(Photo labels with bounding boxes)
——

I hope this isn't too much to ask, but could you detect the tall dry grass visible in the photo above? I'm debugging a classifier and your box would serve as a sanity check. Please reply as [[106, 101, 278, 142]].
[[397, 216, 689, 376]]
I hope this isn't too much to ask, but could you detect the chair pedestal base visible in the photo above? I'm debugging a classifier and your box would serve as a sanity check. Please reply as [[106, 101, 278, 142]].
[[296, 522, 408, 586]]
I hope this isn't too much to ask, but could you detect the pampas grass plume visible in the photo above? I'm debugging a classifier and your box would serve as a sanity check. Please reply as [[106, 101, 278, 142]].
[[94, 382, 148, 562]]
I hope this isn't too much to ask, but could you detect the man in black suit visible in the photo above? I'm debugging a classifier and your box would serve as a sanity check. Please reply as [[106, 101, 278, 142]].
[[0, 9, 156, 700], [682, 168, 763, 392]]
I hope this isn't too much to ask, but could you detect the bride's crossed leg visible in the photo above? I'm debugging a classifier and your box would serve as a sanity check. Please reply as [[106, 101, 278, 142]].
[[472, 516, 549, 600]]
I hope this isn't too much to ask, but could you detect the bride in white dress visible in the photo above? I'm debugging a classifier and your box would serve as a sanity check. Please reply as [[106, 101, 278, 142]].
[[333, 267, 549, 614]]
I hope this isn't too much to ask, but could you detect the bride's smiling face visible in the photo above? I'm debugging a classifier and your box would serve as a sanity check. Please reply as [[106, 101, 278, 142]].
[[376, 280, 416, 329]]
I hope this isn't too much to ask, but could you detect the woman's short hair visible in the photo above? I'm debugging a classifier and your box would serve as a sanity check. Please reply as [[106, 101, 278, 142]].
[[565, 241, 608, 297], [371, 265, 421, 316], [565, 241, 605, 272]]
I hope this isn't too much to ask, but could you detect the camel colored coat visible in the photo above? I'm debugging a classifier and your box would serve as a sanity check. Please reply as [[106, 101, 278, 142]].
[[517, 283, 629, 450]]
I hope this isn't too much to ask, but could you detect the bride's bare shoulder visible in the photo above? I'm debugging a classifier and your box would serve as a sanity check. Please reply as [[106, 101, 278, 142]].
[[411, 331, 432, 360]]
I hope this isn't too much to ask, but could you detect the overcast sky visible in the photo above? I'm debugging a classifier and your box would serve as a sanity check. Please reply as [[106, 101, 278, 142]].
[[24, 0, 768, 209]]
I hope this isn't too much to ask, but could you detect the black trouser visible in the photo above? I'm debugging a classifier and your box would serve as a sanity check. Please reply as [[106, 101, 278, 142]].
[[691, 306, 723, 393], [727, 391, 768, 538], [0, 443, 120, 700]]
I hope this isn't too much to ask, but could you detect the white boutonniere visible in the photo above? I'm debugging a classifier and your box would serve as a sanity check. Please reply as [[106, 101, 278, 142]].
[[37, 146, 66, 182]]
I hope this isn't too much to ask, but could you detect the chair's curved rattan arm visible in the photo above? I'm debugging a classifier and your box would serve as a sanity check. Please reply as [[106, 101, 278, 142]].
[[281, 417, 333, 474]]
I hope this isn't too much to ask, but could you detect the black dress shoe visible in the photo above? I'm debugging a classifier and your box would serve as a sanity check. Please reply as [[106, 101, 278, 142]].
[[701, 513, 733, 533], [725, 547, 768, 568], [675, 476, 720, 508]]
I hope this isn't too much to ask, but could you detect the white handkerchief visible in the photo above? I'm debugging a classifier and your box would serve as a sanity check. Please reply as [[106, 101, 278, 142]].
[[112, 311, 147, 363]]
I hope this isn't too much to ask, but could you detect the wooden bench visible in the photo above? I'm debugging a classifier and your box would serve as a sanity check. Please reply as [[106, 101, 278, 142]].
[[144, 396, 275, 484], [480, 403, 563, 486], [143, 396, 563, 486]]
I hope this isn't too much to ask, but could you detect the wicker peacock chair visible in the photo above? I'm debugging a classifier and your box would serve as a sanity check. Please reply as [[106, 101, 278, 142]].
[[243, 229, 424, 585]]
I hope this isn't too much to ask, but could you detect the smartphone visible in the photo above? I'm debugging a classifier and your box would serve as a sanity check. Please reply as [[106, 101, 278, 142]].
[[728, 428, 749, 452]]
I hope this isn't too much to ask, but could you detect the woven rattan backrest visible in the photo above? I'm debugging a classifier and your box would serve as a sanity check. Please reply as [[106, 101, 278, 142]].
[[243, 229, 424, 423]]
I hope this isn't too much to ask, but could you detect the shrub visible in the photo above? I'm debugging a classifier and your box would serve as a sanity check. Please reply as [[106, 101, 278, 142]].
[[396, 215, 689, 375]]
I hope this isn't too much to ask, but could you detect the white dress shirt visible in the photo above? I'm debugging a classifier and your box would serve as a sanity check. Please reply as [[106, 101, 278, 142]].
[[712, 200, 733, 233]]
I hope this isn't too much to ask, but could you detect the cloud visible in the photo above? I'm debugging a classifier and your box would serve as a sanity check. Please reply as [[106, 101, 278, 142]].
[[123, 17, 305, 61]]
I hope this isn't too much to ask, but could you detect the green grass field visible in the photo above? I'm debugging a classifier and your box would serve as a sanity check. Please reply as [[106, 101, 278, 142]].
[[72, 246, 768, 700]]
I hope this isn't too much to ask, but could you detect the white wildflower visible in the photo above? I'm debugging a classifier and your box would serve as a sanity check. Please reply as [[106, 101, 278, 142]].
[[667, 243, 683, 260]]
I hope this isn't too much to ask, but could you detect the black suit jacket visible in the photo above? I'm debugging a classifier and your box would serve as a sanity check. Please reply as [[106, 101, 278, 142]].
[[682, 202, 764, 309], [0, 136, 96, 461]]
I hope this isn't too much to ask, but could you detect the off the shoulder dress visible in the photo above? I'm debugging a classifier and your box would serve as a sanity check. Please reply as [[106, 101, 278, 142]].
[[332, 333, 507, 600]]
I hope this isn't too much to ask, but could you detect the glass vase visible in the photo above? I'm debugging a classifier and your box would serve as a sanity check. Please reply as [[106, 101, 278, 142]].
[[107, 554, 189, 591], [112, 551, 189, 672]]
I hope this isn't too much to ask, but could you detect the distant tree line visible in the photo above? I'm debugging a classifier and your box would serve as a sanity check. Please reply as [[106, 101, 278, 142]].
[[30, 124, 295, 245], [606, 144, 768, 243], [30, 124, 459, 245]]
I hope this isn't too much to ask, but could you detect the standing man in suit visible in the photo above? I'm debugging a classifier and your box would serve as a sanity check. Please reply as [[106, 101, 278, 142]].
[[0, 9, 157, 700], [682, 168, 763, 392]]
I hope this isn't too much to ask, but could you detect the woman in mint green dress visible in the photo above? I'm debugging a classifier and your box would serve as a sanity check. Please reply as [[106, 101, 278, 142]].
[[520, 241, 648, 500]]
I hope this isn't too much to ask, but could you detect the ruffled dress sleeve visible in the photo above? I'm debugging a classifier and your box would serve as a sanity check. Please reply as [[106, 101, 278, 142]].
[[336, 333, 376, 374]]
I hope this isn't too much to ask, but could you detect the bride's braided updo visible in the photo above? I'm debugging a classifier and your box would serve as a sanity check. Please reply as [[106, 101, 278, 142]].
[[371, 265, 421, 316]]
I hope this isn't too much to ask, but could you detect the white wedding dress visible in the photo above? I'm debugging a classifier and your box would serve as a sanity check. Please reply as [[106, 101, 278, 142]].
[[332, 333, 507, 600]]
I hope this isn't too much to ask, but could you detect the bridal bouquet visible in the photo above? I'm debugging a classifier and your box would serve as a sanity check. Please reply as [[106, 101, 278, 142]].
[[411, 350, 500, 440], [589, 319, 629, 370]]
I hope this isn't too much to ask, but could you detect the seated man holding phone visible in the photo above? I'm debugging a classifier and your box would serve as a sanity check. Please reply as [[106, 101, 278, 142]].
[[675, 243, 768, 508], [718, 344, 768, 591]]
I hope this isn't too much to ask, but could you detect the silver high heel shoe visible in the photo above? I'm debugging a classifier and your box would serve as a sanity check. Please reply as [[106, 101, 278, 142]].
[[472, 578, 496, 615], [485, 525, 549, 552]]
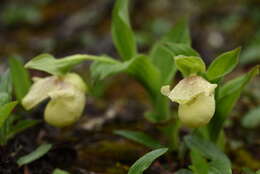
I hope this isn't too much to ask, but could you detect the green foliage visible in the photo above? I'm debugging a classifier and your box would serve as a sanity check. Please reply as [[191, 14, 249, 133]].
[[0, 102, 17, 128], [241, 107, 260, 128], [184, 135, 232, 174], [9, 57, 31, 101], [175, 169, 193, 174], [0, 71, 38, 145], [150, 42, 177, 84], [190, 150, 209, 174], [90, 55, 160, 96], [174, 56, 206, 77], [0, 71, 12, 106], [161, 18, 191, 46], [111, 0, 137, 60], [52, 169, 69, 174], [114, 130, 163, 149], [206, 48, 241, 81], [17, 144, 52, 166], [209, 65, 259, 141], [128, 148, 168, 174], [243, 168, 256, 174]]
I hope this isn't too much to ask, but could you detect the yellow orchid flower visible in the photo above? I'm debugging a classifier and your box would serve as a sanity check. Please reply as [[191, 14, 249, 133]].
[[22, 73, 87, 127], [161, 75, 217, 128]]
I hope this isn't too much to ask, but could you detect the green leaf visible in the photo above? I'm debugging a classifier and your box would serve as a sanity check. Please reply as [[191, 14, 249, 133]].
[[184, 135, 232, 174], [112, 0, 137, 60], [162, 18, 191, 46], [150, 42, 177, 84], [243, 168, 256, 174], [9, 57, 31, 101], [164, 42, 200, 57], [206, 48, 241, 81], [25, 54, 115, 75], [90, 55, 169, 122], [150, 42, 199, 84], [241, 107, 260, 128], [0, 70, 12, 106], [128, 148, 168, 174], [0, 101, 17, 128], [240, 44, 260, 65], [6, 120, 39, 140], [191, 150, 209, 174], [209, 65, 260, 141], [114, 130, 163, 149], [174, 55, 206, 77], [0, 70, 12, 94], [52, 169, 69, 174], [90, 55, 161, 96], [174, 169, 193, 174], [17, 144, 52, 166]]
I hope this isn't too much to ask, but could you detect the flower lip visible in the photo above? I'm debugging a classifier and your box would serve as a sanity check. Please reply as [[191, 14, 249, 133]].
[[161, 76, 217, 104]]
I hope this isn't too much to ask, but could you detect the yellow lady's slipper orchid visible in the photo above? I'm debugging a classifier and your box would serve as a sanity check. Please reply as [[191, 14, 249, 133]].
[[161, 75, 217, 128], [22, 73, 87, 127]]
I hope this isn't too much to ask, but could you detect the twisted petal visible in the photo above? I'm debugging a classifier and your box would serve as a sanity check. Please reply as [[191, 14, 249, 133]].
[[22, 76, 59, 110], [161, 76, 217, 104], [178, 93, 215, 128], [44, 86, 85, 127]]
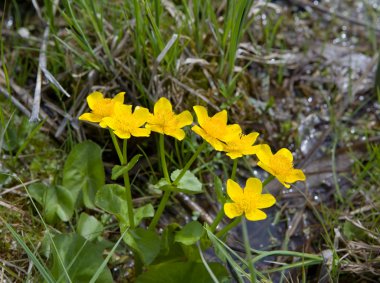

——

> [Instructions to follow]: Convert everything above from the line containing "detect the man" down through the line containing "[[376, 280, 416, 329]]", inclusive, into a JSON list of strings, one string per line, with blank lines omitted.

> [Exercise solution]:
[
  "I hope this isn't too much to ask, but could you detect the man in black suit visible in the photo above? I'm debugging a classifier and your box would serve as a sanity check. Please reply as [[106, 101, 278, 142]].",
  "[[0, 9, 156, 700], [682, 168, 763, 392]]",
  "I hope this isn't too much to ask, but could you detect the bride's crossed leg visible in the photo above? I'm debugging a classifier and your box would serve as a sanity check. Please reply as [[106, 101, 278, 142]].",
  "[[472, 516, 549, 600]]",
  "I hope this isn't too much to ask, but could you detect the bride in white dress visible in the photo above? I'm debugging a classifier and your box would serve as a sanity check. Please reply as [[106, 101, 278, 142]].",
  "[[333, 267, 549, 614]]",
  "I hope this isn't too much to ask, but could you detect the bride's smiling face visible in the photo above? I'm debugging a classifier and your box would serve as a sanity check. Please reply as [[106, 101, 278, 142]].",
  "[[376, 280, 416, 329]]"
]